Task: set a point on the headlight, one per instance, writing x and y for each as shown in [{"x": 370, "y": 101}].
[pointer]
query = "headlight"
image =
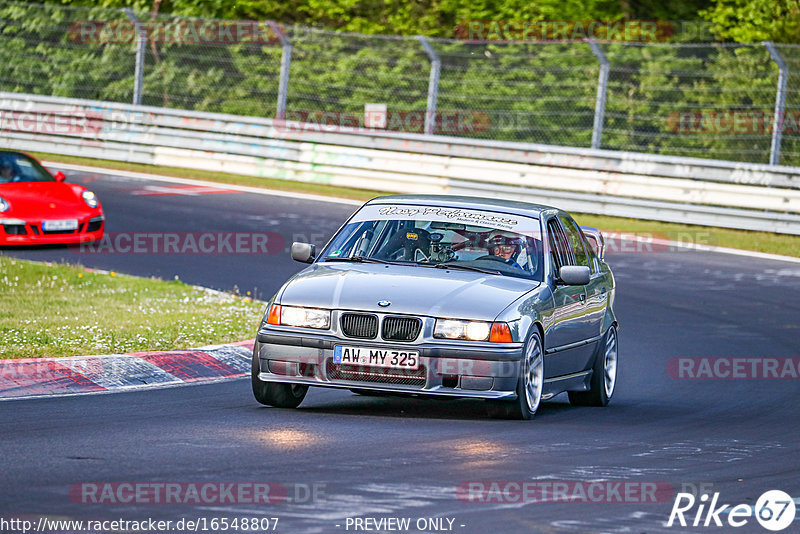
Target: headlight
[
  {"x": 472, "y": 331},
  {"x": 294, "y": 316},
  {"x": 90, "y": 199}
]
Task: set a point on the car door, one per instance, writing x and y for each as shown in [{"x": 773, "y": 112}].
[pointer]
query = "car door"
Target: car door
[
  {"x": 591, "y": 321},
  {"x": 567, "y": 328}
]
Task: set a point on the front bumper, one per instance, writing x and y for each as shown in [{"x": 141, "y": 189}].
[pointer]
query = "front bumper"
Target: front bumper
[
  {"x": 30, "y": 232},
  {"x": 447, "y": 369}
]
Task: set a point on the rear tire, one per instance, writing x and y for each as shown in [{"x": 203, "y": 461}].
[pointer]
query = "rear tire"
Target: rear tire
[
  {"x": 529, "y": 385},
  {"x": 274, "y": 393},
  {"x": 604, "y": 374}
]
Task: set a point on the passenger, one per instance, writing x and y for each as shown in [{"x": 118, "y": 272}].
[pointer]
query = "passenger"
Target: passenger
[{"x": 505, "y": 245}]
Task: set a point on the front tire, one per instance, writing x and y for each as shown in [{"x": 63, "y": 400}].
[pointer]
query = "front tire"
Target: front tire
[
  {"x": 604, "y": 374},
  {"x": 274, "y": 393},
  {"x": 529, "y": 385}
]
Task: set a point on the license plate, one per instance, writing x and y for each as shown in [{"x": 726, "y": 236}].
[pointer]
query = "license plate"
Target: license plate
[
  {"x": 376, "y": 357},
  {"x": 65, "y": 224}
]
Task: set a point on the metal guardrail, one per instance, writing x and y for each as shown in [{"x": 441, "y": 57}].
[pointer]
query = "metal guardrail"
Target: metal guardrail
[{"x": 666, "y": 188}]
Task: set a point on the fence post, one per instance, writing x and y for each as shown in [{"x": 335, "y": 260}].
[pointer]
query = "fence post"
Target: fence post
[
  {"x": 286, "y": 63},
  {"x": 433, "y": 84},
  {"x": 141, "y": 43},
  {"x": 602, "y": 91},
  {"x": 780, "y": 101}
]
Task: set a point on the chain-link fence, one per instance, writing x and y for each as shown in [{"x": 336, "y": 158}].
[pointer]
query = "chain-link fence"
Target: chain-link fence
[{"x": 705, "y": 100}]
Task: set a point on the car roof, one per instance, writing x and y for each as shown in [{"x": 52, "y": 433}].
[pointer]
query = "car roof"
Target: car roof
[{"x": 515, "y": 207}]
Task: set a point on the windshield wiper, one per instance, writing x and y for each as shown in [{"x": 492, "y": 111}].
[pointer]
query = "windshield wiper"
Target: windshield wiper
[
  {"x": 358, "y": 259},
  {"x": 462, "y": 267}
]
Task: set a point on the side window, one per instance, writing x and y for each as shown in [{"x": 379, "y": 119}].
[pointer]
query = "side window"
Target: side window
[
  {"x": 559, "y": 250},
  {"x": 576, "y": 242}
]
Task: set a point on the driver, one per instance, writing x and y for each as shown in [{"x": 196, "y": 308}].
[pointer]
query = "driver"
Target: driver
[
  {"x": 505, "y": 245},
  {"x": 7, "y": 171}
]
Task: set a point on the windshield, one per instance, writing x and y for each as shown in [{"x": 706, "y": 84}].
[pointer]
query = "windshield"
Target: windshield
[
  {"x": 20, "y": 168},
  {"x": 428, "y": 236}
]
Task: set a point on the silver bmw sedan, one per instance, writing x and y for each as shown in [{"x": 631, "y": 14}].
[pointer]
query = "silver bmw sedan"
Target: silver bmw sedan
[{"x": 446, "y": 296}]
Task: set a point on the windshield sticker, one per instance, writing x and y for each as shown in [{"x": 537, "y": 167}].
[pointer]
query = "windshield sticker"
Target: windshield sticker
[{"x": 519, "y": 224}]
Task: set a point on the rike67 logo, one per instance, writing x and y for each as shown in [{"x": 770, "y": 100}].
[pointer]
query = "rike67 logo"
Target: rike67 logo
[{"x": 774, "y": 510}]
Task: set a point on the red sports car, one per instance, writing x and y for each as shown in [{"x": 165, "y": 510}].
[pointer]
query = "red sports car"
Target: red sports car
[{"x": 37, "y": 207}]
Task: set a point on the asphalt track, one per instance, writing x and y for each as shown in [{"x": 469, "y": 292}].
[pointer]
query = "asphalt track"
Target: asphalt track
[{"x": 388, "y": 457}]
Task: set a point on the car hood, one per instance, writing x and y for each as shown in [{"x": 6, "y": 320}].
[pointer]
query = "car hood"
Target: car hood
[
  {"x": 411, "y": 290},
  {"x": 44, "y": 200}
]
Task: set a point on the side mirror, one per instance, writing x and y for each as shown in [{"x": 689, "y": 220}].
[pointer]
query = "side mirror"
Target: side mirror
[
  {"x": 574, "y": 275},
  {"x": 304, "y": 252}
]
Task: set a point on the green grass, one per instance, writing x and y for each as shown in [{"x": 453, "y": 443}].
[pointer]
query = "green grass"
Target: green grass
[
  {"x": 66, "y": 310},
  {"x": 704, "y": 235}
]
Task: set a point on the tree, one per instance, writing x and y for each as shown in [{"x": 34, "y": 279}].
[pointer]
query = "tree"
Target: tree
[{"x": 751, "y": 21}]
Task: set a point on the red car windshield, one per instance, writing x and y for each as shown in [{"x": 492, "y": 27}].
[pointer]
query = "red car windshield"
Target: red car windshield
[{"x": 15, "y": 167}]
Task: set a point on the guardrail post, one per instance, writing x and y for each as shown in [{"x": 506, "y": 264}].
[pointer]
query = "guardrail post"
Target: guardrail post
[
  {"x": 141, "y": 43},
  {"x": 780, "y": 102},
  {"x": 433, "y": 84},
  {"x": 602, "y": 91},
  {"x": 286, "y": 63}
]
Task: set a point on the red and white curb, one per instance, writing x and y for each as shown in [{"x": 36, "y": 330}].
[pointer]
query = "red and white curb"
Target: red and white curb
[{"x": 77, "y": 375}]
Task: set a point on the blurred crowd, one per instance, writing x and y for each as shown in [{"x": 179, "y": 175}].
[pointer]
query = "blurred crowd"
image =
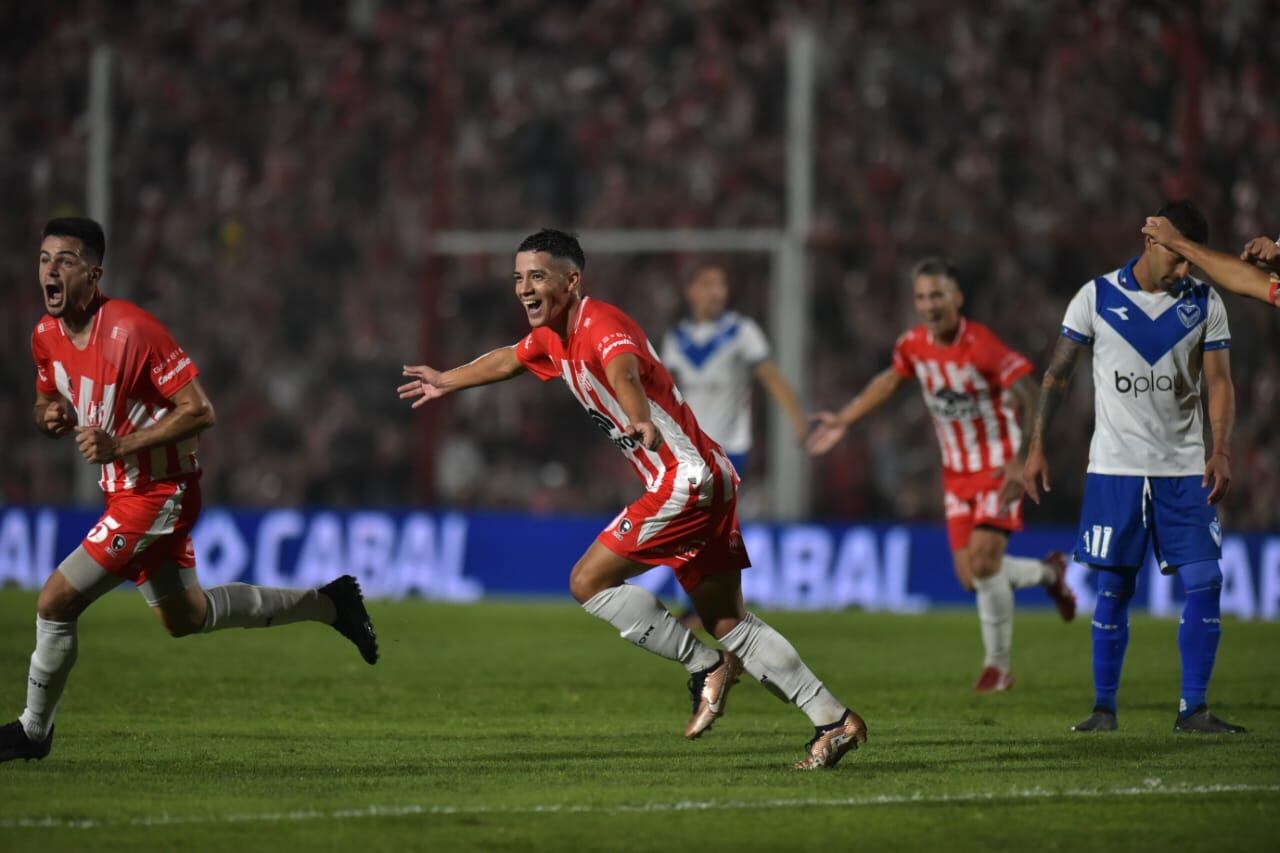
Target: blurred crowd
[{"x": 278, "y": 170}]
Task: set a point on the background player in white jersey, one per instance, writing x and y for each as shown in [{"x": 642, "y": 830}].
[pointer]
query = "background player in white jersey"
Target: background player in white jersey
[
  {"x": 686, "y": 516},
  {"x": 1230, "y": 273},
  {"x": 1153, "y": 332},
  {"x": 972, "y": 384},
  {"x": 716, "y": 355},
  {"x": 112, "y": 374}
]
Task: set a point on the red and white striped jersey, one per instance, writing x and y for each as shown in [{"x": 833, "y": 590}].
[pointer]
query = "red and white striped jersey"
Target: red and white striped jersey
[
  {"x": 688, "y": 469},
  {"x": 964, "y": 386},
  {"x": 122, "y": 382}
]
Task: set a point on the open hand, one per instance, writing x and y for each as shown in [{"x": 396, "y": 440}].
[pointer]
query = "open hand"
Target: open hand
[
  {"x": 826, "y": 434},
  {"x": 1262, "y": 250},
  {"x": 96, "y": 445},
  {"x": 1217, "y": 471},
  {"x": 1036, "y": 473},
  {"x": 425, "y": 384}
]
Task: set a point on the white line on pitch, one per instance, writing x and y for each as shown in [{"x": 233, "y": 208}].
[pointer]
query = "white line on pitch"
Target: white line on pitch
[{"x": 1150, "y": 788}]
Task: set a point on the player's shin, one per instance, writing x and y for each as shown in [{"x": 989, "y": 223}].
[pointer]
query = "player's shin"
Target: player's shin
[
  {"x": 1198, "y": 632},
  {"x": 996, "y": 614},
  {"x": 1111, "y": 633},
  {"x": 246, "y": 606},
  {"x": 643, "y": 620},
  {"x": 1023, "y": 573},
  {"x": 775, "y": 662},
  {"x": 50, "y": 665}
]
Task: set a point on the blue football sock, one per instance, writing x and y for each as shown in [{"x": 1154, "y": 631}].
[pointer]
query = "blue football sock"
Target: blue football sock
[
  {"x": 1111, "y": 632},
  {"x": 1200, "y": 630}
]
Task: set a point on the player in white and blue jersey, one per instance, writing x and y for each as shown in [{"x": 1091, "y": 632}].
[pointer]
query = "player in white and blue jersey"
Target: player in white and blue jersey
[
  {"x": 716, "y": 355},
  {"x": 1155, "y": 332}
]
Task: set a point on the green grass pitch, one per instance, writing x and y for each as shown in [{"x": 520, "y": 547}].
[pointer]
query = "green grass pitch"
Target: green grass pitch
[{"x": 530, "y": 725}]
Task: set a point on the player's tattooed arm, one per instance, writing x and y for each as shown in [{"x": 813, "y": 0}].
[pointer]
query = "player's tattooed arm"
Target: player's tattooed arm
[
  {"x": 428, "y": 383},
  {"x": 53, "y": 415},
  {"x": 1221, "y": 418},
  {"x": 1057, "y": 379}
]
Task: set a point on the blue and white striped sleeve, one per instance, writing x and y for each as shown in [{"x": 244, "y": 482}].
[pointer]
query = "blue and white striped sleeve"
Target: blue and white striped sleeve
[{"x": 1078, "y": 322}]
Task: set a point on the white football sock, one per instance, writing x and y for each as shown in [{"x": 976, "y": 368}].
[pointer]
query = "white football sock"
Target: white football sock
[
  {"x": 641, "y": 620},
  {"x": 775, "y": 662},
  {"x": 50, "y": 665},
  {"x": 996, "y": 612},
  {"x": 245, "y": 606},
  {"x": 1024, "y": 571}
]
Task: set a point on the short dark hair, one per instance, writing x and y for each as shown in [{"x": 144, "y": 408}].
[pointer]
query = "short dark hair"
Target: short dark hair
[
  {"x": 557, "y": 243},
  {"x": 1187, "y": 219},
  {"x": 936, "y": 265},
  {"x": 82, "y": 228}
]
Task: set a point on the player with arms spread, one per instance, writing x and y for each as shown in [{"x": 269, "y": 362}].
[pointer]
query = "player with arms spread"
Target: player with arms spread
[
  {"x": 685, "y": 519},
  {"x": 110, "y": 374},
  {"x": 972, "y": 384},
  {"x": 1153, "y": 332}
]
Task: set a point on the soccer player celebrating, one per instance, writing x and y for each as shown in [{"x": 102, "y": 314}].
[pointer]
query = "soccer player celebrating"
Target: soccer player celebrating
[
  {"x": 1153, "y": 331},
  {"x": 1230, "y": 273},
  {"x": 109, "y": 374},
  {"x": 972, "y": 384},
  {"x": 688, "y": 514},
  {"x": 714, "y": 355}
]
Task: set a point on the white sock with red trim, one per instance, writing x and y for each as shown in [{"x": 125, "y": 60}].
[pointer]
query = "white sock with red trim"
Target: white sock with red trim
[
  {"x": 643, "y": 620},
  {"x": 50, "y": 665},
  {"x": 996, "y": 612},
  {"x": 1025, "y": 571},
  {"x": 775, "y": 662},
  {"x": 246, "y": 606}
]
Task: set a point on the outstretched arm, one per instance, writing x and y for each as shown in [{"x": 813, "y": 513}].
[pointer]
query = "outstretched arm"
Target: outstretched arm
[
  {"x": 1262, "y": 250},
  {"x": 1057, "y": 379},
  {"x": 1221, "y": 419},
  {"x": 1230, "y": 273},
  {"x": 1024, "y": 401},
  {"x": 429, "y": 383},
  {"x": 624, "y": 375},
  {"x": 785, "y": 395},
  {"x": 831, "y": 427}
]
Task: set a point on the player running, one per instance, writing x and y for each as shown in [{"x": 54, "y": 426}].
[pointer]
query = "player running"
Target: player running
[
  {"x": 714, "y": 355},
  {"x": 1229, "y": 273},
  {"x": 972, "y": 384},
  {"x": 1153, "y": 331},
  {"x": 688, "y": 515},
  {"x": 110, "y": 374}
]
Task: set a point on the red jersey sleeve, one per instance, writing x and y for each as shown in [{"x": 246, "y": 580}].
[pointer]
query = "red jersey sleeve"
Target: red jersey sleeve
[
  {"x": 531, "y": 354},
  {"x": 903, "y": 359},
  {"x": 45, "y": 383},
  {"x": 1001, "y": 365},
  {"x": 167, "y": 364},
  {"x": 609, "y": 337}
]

____________

Reproduce the records above word for word, starting with the line that contains "Task: set a point on the white sock" and continuing through the end of the records.

Task: set a point on the white sock with red trim, one per instance, writing x and y for each as shown in [{"x": 125, "y": 60}].
[pointer]
query = "white sock with red trim"
Target: white sock with red trim
[
  {"x": 643, "y": 620},
  {"x": 50, "y": 665},
  {"x": 996, "y": 612},
  {"x": 1025, "y": 571},
  {"x": 775, "y": 662},
  {"x": 246, "y": 606}
]
Task: set a point on the outstretched arm, one per instance, writing x and y for each as shown in [{"x": 813, "y": 513}].
[pointer]
query = "outstretched arm"
Target: outstretched arm
[
  {"x": 1262, "y": 250},
  {"x": 1057, "y": 379},
  {"x": 1221, "y": 419},
  {"x": 1230, "y": 273},
  {"x": 1024, "y": 401},
  {"x": 429, "y": 383},
  {"x": 624, "y": 375},
  {"x": 785, "y": 395},
  {"x": 831, "y": 427}
]
Task: set a point on the player running, one per instance, writing x and y for each as shown in [{"x": 54, "y": 426}].
[pointer]
query = "player running"
Target: player running
[
  {"x": 714, "y": 355},
  {"x": 1229, "y": 273},
  {"x": 972, "y": 384},
  {"x": 1153, "y": 331},
  {"x": 688, "y": 515},
  {"x": 110, "y": 374}
]
Task: set a point on the red jersey sleeve, one per instance, writing x and y for each as shown in [{"x": 246, "y": 580}].
[pointer]
query = "red jersey sleeve"
Target: red jersey sleeve
[
  {"x": 531, "y": 354},
  {"x": 903, "y": 359},
  {"x": 45, "y": 383},
  {"x": 1001, "y": 365},
  {"x": 167, "y": 364},
  {"x": 609, "y": 337}
]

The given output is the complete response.